**TASK DIRECTIONS**
Pick out every line of the records below that contains the word "yellow" and copy each one.

============

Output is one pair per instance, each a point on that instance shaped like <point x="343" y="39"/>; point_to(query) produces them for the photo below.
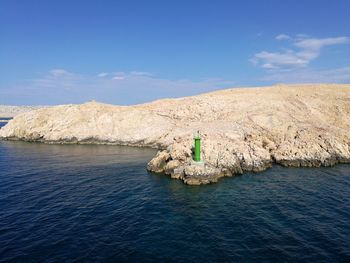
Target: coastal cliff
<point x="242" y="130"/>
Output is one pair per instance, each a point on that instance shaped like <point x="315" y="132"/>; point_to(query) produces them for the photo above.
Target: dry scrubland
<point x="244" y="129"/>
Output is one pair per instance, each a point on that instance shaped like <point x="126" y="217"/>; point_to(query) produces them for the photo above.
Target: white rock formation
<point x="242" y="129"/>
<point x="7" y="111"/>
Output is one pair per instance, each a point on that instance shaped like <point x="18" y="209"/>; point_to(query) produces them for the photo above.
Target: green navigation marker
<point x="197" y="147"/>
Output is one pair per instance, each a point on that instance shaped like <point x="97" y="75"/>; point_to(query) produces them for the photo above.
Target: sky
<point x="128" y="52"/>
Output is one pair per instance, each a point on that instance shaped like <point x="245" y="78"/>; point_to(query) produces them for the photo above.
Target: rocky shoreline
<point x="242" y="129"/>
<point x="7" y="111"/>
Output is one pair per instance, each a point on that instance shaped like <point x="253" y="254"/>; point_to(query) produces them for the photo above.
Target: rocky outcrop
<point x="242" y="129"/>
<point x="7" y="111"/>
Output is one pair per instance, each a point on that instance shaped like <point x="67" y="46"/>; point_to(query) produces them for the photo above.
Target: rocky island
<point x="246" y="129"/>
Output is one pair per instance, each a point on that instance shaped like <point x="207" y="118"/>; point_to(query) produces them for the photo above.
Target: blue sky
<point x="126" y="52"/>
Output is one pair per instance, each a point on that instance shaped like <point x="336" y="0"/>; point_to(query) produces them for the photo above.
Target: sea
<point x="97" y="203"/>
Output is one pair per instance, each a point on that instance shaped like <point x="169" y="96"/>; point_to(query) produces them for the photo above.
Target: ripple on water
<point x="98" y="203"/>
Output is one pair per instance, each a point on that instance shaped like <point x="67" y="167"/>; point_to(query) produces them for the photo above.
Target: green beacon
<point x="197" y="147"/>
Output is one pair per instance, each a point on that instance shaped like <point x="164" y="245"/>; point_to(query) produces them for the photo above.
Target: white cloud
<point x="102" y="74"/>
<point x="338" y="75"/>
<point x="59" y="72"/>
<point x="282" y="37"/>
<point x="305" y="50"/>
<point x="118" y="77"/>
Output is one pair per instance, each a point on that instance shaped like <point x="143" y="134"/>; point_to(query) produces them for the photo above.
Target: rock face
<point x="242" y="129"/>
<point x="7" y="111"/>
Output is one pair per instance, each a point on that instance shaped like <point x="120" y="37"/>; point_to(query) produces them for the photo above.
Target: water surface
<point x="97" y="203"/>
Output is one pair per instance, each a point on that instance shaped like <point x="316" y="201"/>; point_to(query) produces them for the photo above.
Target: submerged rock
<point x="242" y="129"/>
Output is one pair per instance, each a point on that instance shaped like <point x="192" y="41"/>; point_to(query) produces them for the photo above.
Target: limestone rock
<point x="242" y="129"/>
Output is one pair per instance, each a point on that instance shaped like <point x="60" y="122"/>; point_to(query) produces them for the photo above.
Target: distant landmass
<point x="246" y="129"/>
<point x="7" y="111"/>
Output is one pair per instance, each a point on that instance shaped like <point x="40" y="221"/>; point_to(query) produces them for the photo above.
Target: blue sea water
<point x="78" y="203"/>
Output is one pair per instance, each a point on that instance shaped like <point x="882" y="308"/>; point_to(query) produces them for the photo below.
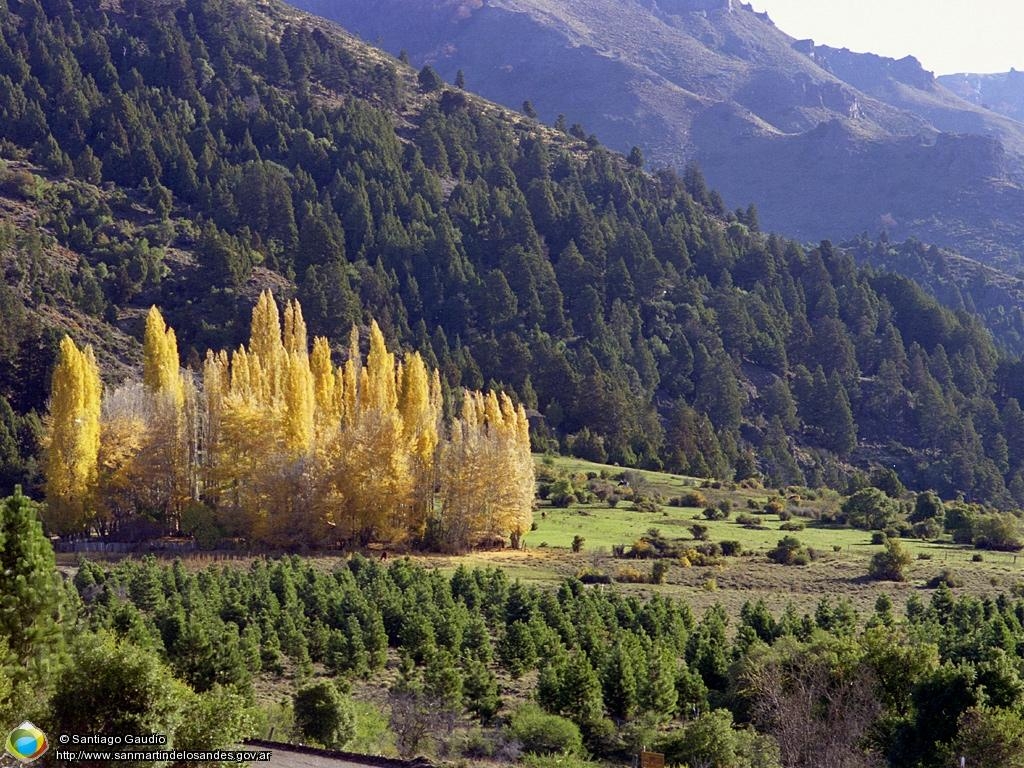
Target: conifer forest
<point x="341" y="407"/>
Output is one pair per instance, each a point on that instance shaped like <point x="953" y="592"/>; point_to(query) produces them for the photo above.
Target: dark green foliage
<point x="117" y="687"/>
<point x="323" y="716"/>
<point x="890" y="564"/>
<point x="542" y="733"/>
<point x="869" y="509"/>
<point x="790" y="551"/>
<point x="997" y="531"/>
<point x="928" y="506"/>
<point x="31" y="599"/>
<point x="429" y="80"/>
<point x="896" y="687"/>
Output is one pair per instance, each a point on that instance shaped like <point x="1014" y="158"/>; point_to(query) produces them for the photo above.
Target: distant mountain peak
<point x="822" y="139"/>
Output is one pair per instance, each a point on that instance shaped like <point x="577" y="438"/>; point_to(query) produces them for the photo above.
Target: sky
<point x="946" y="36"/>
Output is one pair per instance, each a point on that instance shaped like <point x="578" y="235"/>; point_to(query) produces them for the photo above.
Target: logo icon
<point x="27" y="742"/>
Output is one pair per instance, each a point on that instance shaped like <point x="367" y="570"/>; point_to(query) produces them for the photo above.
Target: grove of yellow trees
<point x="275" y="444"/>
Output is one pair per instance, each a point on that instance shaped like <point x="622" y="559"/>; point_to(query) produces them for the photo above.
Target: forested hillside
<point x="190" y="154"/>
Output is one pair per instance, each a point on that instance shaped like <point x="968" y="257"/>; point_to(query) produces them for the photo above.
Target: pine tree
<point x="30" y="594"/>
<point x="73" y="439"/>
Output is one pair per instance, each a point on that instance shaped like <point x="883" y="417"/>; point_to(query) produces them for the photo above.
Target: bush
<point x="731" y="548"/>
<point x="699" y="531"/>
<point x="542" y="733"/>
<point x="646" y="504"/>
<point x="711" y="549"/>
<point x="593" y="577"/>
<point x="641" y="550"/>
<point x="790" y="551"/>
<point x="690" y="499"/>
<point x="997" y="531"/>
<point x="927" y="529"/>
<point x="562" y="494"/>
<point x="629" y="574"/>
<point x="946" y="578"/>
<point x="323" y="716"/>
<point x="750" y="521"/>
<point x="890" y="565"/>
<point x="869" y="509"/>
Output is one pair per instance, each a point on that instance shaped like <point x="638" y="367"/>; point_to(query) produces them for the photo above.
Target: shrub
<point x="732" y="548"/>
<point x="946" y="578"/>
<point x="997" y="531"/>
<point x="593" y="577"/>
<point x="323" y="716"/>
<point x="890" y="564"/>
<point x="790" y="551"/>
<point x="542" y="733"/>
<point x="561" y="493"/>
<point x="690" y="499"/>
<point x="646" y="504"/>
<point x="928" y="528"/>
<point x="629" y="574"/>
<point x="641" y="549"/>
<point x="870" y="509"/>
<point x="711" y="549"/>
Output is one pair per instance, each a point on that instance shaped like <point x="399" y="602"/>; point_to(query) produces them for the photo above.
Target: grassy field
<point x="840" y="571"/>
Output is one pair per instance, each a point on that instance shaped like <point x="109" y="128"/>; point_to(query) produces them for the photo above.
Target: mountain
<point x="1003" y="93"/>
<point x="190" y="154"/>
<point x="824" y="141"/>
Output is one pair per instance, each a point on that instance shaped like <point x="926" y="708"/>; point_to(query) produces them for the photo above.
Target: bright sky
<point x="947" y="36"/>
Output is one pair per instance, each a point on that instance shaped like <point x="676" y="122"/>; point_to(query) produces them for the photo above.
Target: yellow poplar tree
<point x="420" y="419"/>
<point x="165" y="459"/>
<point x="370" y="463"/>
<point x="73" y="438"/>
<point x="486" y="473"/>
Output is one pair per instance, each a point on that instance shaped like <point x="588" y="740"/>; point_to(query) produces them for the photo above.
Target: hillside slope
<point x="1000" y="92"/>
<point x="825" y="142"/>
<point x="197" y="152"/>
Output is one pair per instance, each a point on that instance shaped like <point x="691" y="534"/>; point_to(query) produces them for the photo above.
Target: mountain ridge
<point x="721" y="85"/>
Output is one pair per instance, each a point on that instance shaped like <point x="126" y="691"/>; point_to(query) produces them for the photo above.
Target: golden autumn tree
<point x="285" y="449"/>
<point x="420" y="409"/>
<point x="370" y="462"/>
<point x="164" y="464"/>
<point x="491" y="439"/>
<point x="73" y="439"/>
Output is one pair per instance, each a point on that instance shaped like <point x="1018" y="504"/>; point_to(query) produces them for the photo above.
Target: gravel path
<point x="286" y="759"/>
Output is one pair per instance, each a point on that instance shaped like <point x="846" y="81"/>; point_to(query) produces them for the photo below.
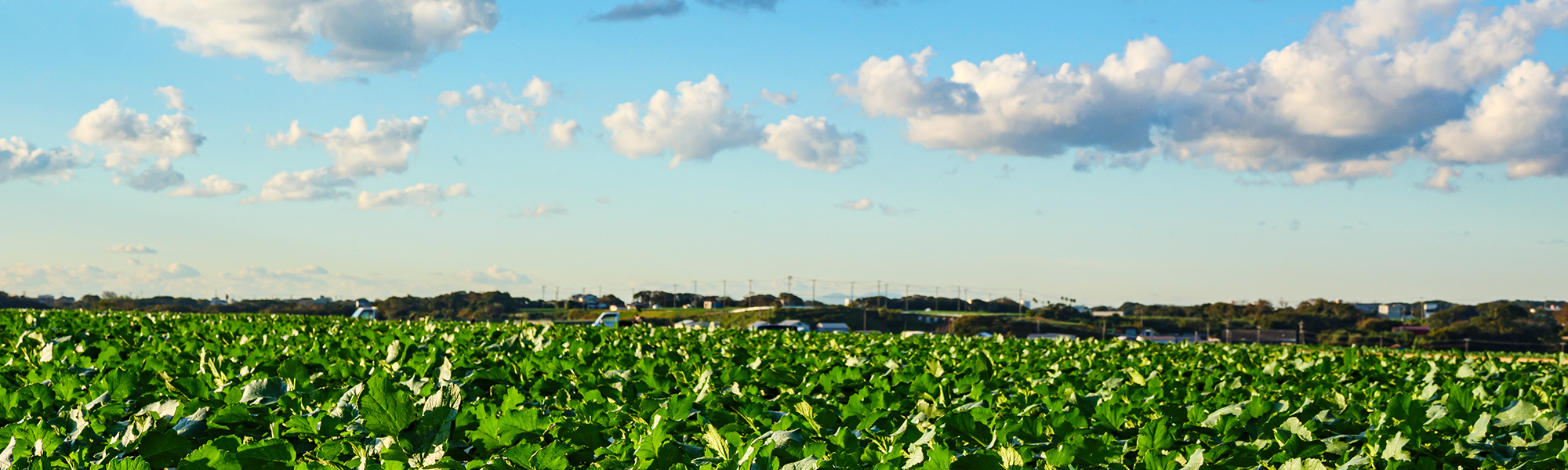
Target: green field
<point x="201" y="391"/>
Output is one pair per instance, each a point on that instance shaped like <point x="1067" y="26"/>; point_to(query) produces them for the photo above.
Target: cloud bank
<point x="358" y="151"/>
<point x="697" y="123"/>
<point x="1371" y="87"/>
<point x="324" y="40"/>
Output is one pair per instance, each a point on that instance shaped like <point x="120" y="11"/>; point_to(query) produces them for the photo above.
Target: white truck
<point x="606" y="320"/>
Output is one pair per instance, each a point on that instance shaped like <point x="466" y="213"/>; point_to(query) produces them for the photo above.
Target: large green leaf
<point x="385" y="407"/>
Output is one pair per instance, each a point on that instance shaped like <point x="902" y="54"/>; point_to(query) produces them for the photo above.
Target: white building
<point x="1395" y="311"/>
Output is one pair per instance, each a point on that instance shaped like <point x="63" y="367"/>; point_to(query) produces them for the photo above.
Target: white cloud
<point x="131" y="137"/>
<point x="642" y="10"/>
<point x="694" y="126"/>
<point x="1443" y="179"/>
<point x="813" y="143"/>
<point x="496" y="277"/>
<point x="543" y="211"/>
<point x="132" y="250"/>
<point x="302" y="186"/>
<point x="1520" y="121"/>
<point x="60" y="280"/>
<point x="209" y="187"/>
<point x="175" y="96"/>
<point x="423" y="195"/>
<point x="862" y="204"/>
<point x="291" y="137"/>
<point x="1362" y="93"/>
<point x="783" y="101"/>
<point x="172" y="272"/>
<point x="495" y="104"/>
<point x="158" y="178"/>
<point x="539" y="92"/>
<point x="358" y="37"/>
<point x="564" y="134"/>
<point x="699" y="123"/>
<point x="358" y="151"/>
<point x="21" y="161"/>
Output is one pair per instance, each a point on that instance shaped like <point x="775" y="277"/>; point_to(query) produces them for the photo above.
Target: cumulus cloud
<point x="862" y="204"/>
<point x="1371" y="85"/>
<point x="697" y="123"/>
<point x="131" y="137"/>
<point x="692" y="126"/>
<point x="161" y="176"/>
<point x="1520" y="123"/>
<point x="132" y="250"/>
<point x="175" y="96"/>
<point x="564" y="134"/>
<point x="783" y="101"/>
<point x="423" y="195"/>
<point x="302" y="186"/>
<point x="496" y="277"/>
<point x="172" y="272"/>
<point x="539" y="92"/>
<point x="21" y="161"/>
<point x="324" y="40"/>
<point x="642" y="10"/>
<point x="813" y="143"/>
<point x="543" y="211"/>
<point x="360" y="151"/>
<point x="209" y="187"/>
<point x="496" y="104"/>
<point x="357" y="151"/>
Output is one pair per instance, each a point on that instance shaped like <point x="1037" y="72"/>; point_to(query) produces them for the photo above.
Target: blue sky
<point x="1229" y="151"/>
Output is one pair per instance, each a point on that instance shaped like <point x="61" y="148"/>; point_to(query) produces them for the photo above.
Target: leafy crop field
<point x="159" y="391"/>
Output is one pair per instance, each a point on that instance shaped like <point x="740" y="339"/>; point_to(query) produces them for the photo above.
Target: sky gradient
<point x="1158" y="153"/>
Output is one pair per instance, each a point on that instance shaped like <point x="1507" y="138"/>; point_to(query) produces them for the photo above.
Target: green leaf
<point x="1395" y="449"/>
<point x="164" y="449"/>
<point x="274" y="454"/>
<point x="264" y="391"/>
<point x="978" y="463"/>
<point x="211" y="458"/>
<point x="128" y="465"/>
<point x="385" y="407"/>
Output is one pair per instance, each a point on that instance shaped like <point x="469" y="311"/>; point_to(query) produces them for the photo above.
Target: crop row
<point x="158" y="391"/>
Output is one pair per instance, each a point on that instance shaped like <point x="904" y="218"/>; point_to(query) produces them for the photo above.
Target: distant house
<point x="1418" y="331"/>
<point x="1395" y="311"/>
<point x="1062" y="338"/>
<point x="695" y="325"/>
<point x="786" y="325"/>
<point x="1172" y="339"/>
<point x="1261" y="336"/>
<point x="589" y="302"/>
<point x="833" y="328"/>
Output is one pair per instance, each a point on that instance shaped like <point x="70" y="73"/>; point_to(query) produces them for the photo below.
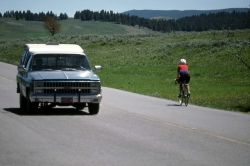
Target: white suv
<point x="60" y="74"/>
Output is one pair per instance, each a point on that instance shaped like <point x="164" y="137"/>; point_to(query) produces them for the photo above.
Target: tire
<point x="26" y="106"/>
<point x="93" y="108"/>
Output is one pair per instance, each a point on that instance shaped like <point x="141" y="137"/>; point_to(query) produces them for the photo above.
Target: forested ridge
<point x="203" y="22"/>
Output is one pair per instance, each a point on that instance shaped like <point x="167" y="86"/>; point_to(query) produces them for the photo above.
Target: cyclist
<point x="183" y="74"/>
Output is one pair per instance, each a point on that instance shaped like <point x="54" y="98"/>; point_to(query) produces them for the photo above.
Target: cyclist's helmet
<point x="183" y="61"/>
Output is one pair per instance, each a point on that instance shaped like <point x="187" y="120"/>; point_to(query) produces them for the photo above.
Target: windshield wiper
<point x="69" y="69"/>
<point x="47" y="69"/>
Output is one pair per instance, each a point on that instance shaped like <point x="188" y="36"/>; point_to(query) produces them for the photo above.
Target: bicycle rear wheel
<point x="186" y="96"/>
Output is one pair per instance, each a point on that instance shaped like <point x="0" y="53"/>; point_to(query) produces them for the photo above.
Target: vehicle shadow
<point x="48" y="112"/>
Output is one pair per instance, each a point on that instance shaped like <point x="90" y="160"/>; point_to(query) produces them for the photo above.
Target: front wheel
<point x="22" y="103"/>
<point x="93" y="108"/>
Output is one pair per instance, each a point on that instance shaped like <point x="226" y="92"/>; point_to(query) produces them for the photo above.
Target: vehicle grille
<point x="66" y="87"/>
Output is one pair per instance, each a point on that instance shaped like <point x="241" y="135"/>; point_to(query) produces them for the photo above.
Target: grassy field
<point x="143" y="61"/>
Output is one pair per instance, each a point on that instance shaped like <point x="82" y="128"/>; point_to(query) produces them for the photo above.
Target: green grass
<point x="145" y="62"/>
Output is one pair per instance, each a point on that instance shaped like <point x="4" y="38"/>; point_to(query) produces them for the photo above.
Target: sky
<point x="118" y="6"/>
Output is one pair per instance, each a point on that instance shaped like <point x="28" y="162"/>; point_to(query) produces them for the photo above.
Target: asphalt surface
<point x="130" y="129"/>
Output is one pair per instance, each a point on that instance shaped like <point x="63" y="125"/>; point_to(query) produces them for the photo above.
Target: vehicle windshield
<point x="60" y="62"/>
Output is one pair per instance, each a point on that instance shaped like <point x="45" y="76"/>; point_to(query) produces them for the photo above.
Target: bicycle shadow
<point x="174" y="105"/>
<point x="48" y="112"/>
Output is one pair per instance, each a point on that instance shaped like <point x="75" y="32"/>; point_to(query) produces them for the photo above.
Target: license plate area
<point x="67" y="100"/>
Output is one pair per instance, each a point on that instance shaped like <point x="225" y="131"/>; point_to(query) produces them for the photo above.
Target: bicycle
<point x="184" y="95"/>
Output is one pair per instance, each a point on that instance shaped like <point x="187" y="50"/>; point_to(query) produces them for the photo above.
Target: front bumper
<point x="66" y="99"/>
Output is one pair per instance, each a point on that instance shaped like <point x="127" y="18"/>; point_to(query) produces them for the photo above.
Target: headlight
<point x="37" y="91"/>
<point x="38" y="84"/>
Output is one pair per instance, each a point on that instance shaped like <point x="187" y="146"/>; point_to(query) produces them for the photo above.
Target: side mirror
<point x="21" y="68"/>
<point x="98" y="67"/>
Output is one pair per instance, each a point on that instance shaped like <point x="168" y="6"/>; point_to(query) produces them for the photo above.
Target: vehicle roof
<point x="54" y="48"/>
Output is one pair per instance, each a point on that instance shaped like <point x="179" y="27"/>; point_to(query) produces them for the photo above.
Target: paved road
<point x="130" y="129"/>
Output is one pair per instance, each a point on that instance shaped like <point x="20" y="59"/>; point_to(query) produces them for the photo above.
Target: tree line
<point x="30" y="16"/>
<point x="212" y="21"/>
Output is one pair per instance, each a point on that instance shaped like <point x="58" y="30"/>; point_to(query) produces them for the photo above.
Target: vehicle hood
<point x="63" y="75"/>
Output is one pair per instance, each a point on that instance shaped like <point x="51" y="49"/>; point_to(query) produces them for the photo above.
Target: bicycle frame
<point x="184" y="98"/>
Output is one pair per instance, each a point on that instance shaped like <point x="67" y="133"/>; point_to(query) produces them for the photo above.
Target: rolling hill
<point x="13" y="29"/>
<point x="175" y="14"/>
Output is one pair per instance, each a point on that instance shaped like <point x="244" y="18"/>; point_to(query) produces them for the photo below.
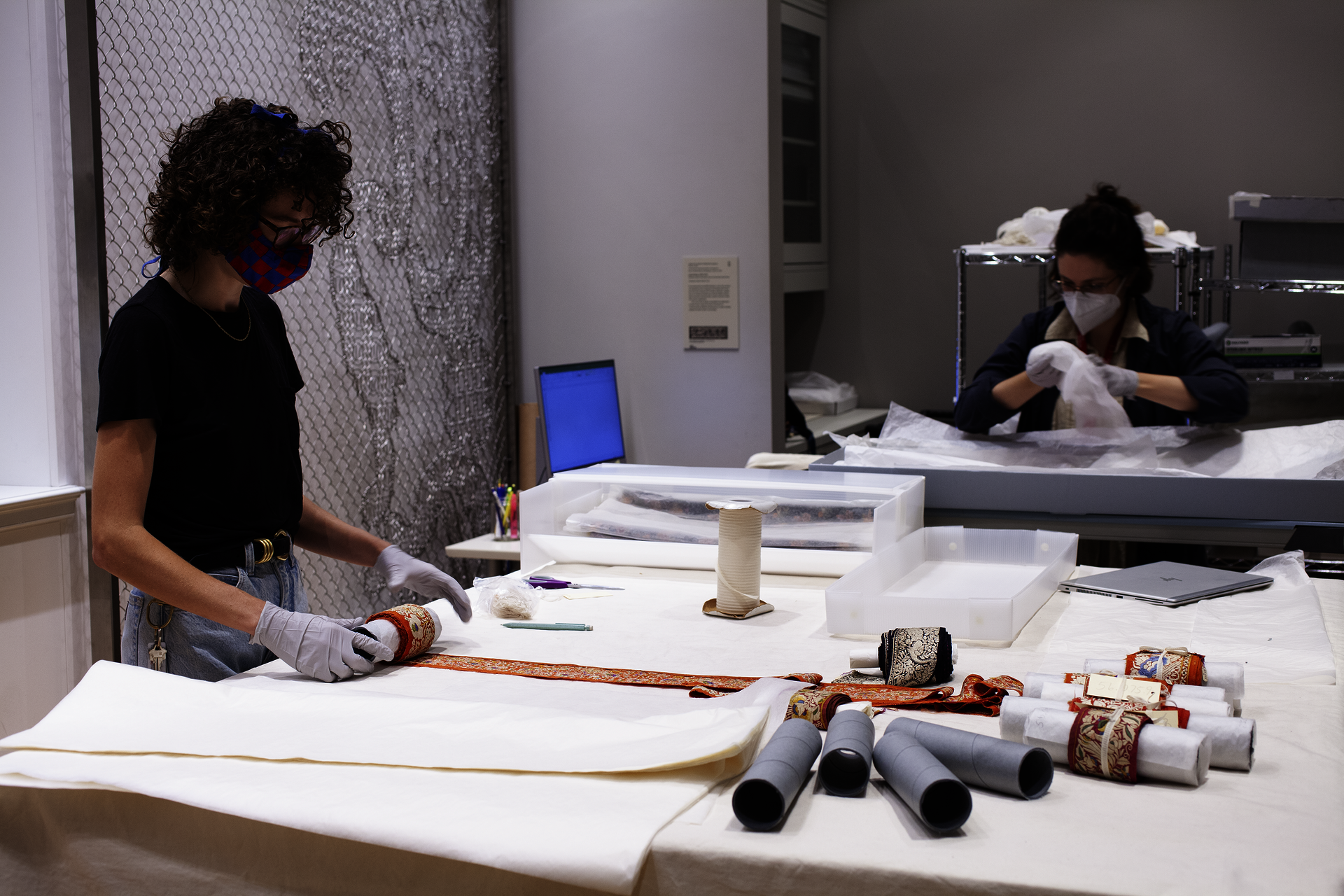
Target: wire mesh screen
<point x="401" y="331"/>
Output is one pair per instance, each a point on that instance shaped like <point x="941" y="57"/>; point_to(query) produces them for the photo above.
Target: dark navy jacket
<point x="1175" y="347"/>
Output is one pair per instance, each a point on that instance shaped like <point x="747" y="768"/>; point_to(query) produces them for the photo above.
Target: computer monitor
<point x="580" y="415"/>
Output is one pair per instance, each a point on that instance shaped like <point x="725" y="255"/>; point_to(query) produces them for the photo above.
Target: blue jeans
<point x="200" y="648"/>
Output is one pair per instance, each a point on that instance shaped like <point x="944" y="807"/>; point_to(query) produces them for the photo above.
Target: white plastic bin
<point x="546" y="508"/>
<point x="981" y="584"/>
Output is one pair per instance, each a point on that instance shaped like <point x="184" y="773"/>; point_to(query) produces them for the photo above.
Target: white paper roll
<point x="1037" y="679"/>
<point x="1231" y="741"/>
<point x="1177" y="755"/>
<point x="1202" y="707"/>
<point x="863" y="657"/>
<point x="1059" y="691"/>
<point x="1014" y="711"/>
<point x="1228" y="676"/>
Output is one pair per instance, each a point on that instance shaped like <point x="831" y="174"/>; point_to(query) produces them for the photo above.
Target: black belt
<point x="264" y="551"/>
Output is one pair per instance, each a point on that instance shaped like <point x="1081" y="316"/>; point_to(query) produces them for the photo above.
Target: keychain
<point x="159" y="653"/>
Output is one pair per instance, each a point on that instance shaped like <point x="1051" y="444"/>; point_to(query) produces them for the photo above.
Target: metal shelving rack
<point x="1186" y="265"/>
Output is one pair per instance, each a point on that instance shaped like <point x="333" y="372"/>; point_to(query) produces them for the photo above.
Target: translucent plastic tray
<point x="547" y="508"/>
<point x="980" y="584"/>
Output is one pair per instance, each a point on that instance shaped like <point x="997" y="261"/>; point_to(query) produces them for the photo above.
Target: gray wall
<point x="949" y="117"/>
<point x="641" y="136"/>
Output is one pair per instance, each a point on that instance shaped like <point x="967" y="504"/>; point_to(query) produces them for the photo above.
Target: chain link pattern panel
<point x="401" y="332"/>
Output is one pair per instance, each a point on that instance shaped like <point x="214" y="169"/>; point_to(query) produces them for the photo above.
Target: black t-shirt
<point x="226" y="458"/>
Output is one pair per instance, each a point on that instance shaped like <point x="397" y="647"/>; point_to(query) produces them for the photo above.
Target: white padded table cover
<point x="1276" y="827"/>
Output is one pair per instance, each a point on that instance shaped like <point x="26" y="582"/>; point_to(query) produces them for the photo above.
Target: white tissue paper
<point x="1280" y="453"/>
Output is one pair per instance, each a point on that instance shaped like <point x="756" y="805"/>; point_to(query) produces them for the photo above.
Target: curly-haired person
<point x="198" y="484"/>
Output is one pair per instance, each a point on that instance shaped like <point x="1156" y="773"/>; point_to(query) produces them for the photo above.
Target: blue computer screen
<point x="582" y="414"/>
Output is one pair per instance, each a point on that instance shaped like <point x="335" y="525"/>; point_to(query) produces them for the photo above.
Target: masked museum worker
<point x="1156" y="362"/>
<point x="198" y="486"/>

============

**ANSWER**
Target: grove of yellow trees
Target: yellow poplar tree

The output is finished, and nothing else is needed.